■ Extrait choisi:
++++++++

Ces rencontres avaient pour ambition de décloisonner des disciplines qui travaillent sur les camélidés et de proposer une réflexion anthropozoologique, ainsi que cela est clairement explicité dans l’introduction du volume. Cet ensemble de publications réunit une somme impressionnante d’informations très variées et constitue une synthèse majeure sur les recherches camélines. Par ailleurs, sur l’ensemble de l’ouvrage, six contributions proposent une analyse synthétique pour une région ou une période donnée. Tous les articles s’interrogent sur les liens qui unissent ces animaux aux populations humaines nomades ou sédentaires en milieux steppiques ou désertiques. Comment ces animaux, locaux ou venus de l’étranger, étaient-ils nommés, représentés et utilisés par les populations anciennes ? Les analyses des différents spécialistes soulignent des relations souvent similaires. Les deux espèces ont de grandes capacités physiques, décrites par plusieurs auteurs avec précision, qui répondent aux besoins des populations anciennes pour de nombreux usages dans les champs ou sur les axes commerciaux malgré des contraintes d’élevage ; la reproduction lente et la mortalité juvénile étant les deux difficultés majeures. Plusieurs contributions s’intéressent par ailleurs aux statuts des chameliers qui élèvent et conduisent les troupeaux dans les déserts et les steppes.

++++++++

■ Consignes écrites:
a. Dans la phrase interrogative du texte sur les camélidés, relevez les participes passés qui disent ce que les populations anciennes faisaient de ces animaux.
b. Prolongez le texte sur les camélidés à partir de sa dernière phrase.

++++++++

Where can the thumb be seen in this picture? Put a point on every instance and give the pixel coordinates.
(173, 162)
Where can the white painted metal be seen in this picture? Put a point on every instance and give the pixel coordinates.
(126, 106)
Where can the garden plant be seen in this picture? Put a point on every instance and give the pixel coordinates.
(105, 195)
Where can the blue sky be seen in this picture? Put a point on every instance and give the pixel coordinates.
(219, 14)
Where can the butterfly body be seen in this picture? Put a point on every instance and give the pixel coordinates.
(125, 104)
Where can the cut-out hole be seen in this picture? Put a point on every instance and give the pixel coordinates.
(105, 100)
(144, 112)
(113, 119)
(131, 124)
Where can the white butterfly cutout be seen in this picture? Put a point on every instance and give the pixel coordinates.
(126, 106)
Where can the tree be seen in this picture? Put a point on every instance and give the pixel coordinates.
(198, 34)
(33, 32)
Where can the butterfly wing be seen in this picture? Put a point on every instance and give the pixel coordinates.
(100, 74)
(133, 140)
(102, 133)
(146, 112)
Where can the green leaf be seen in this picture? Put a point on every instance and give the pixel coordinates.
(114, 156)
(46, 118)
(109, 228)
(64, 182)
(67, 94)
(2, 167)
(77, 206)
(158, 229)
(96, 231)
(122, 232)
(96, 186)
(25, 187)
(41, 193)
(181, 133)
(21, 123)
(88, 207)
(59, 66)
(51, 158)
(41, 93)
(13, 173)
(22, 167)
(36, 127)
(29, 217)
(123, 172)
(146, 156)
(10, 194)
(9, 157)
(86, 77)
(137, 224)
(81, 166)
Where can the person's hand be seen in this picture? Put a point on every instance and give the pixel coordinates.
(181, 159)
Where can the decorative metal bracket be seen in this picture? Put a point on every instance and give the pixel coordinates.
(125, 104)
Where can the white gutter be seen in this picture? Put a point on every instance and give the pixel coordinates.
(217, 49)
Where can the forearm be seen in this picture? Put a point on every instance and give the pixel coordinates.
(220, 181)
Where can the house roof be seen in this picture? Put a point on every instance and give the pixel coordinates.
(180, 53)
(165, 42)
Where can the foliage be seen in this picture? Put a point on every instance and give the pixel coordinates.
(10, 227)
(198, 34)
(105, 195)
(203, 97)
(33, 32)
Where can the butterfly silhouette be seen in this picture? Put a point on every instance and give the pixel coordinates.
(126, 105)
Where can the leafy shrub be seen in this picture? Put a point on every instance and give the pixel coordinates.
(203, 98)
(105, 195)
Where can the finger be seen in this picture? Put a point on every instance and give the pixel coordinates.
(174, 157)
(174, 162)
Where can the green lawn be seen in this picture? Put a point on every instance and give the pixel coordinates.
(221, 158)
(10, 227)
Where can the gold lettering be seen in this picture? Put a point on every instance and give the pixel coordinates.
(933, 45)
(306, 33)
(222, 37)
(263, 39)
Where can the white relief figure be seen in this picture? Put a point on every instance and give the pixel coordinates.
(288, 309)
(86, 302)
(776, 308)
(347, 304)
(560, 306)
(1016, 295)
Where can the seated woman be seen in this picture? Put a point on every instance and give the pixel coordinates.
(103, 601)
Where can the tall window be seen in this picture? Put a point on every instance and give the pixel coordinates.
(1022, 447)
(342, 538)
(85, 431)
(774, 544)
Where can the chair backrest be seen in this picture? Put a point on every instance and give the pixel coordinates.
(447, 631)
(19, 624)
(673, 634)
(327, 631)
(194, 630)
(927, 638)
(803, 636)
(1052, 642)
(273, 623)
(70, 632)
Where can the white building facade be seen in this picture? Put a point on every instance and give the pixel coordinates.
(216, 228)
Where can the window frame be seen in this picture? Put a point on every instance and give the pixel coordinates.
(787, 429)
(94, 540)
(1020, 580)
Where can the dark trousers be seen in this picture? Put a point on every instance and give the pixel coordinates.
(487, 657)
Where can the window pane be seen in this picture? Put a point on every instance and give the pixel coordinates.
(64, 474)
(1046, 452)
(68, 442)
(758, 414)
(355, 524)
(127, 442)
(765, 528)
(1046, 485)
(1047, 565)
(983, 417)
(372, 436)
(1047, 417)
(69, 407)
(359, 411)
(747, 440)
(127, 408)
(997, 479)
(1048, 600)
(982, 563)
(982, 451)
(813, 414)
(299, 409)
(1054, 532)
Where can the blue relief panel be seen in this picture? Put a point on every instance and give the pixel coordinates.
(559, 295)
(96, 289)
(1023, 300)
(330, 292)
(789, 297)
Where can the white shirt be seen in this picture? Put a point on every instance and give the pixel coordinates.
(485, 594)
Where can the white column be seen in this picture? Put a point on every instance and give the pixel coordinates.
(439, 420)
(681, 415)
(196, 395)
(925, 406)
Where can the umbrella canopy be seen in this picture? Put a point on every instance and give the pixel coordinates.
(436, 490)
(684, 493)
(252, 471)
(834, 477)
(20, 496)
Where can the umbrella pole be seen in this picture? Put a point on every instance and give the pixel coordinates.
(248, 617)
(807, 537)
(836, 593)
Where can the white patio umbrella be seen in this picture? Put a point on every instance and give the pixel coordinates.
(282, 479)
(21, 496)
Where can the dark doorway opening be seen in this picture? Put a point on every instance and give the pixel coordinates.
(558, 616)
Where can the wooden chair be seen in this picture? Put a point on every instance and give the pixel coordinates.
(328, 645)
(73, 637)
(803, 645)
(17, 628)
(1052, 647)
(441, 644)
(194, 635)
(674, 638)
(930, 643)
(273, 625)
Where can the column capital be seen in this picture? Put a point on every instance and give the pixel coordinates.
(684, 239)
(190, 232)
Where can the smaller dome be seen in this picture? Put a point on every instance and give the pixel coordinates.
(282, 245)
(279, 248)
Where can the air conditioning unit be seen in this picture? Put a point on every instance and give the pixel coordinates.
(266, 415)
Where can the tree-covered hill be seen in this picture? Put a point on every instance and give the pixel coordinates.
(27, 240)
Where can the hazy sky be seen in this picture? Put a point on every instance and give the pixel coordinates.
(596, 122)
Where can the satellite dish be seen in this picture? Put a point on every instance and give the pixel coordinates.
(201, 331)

++++++++

■ Réponses aux consignes:
a. nommés, représentés, utilisés

b.
Le thème principal de ces rencontres portait sur les usages des camélidés pour le transport des biens et des personnes à plus ou moins longue distance, mais cet ouvrage dépasse largement ce seul cadre. Les témoignages de la consommation de la viande de dromadaire et de chameau y sont par exemple discutés par l’étude des ossements tandis que l’exploitation du lait, de la laine et du cuir est également analysée grâce aux informations collectées dans les sources textuelles. La diversité des articles et les approches synthétiques proposées intéresseront de nombreux lecteurs. En outre, les listes bibliographiques de chaque contribution sont particulièrement utiles pour approfondir des aspects variés des relations qu’entretenaient les populations humaines avec les camélidés du continent eurasiatique. L’initiative, que les auteurs espèrent inspirante pour la suite des recherches camélines antiques, est une réussite et devrait être encouragée pour d’autres sujets au carrefour de différentes disciplines.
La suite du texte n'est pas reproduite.